- Выбранный отрывок:
Большинство детей старались ходить в школу, но некоторые бросали учебу. Кто-то потому, что зимой не в чем было выйти из дома — ни обуться, ни одеться. Кто-то, чтобы помочь матери вести хозяйство, поднимать младших братьев и сестер. Учебников практически не было — учились по оставшимся с довоенный лет. Еще хуже дело обстояло с тетрадями — их вовсе не было. Приходилось писать на где-то и как-то добытых книгах, или на случайных обрывках бумаги. Чернила делали сами из каких-то красок, носили их в пузырьках. Зимой, пока идешь до школы, чернила замерзали, поэтому носили их поближе к телу. В классах не мерзли, школу отапливали вполне прилично.

- Строки данных:

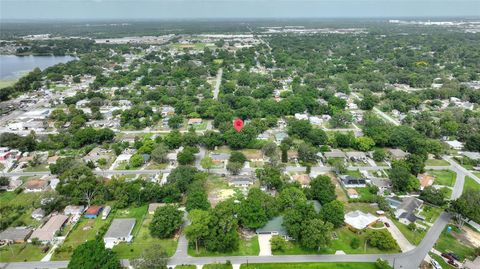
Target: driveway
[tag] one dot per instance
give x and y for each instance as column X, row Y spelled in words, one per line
column 264, row 242
column 404, row 244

- Задание: Перепишите дословно фрагмент отрывка о школьных годах, начиная со слов «Большинство детей старались» и заканчивая словами «отапливали вполне прилично.». Строки данных никак не связаны с отрывком.

- Результат ниже:
Большинство детей старались ходить в школу, но некоторые бросали учебу. Кто-то потому, что зимой не в чем было выйти из дома — ни обуться, ни одеться. Кто-то, чтобы помочь матери вести хозяйство, поднимать младших братьев и сестер. Учебников практически не было — учились по оставшимся с довоенный лет. Еще хуже дело обстояло с тетрадями — их вовсе не было. Приходилось писать на где-то и как-то добытых книгах, или на случайных обрывках бумаги. Чернила делали сами из каких-то красок, носили их в пузырьках. Зимой, пока идешь до школы, чернила замерзали, поэтому носили их поближе к телу. В классах не мерзли, школу отапливали вполне прилично.